• _WHAT TO WORK ON_: Could you gather every line below that contains the word "shadow" and copy each one out in full?

## start INFORMATION SHOWN

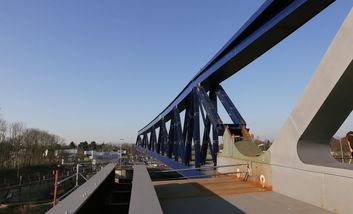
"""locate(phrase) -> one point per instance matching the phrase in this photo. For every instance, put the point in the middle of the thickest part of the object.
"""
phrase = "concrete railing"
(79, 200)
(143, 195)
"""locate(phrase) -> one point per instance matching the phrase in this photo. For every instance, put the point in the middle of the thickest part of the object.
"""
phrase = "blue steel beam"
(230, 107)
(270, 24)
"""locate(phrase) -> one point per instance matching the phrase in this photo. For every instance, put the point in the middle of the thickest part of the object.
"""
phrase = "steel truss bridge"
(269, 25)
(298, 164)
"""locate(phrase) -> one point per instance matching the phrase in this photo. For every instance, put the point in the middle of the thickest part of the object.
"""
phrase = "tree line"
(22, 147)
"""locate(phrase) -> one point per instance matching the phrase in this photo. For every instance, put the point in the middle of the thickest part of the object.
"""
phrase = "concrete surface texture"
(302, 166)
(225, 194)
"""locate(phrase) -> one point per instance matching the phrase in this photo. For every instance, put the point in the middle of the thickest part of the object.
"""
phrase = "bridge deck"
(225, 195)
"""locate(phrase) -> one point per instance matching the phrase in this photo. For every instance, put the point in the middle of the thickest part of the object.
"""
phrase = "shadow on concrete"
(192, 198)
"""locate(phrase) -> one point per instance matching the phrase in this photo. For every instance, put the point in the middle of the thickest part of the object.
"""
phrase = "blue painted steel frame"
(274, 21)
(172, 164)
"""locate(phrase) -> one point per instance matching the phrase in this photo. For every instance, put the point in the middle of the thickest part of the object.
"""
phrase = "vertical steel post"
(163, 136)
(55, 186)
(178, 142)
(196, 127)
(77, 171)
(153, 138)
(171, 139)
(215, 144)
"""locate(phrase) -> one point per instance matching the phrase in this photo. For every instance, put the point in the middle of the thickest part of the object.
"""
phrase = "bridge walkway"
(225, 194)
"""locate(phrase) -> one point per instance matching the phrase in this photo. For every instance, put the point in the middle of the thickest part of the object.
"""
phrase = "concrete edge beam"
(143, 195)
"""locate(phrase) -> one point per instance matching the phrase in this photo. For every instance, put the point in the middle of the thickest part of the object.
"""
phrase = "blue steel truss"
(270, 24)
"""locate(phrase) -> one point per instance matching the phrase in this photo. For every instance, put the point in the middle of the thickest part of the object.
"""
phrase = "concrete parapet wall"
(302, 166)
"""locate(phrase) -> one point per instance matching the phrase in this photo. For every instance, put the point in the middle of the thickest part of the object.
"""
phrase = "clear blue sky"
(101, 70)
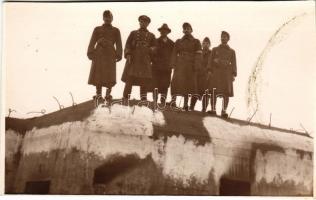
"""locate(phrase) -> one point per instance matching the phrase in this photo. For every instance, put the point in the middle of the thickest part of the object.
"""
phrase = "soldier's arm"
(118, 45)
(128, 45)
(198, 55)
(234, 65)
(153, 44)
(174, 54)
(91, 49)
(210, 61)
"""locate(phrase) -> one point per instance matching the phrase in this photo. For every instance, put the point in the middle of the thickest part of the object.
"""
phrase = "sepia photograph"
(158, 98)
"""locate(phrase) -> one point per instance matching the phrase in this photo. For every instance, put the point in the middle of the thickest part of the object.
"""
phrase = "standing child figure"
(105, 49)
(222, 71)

## end INFORMATION SHOWN
## start INFORMATION SHOWN

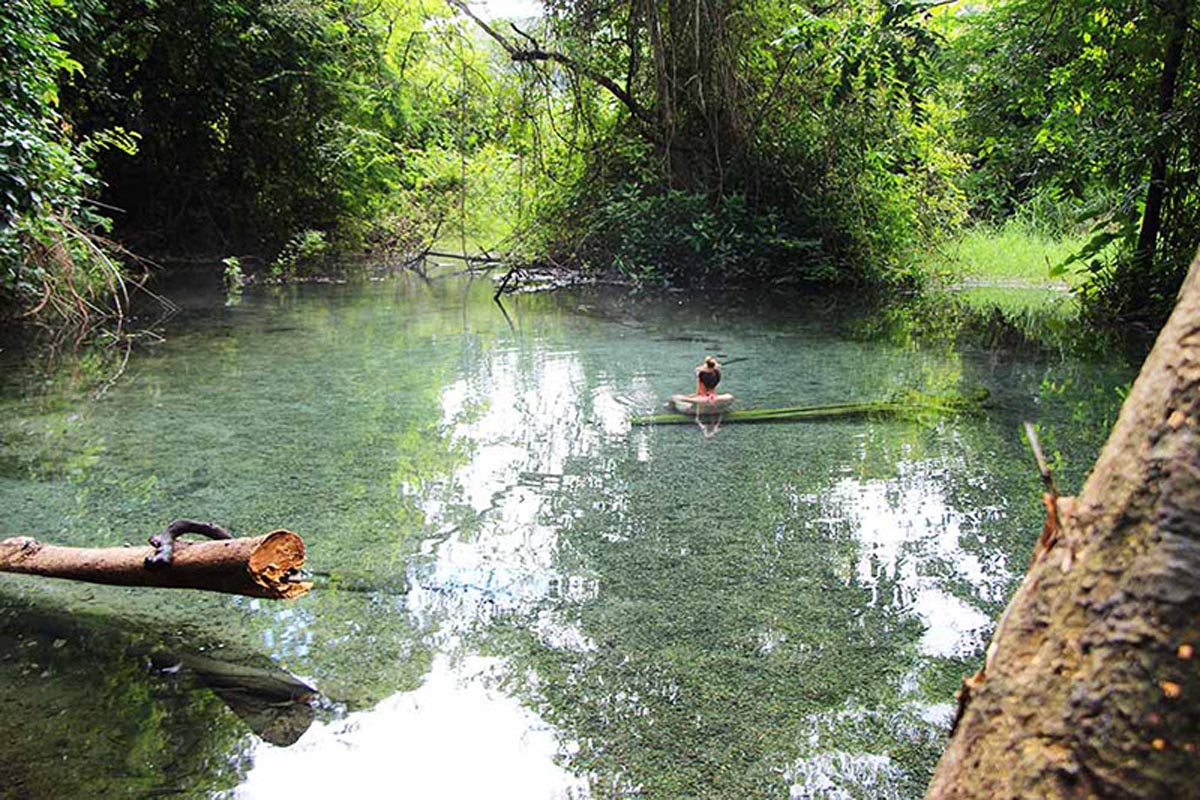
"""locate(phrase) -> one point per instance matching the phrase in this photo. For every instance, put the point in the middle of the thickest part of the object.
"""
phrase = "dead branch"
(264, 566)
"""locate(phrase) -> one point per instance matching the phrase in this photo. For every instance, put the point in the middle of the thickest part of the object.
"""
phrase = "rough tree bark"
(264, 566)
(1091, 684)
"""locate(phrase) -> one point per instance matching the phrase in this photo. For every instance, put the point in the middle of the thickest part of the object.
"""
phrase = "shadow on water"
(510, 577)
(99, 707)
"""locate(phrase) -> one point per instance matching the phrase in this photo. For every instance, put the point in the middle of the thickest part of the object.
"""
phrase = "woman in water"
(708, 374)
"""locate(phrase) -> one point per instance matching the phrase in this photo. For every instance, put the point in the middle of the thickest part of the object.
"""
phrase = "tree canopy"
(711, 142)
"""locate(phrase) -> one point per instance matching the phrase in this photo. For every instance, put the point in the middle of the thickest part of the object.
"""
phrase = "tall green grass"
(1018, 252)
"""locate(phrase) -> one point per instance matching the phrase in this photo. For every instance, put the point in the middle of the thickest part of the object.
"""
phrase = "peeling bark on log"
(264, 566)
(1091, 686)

## end INFORMATION SHOWN
## start INFORMATION SHOWN

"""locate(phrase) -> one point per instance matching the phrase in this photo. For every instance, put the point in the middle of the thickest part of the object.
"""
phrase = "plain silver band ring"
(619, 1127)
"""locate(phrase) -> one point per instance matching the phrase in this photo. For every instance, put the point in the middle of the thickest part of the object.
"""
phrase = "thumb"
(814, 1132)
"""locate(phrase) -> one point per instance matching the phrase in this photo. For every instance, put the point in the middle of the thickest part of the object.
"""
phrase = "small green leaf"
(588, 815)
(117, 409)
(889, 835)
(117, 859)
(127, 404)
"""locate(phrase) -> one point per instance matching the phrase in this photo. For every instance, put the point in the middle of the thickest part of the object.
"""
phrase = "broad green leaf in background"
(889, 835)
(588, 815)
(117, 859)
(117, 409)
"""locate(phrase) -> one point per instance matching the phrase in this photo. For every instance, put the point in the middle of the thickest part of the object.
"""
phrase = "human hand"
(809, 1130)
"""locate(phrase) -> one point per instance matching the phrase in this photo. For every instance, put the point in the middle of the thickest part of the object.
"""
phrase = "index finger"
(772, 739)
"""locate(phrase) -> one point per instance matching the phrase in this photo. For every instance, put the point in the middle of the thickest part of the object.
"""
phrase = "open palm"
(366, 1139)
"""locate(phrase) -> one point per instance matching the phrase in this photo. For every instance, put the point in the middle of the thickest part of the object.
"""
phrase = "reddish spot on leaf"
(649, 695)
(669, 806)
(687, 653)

## end INFORMATION SHOWN

• _WRITTEN RESPONSE_:
phrase = "shadow on concrete"
phrase = "shadow on water"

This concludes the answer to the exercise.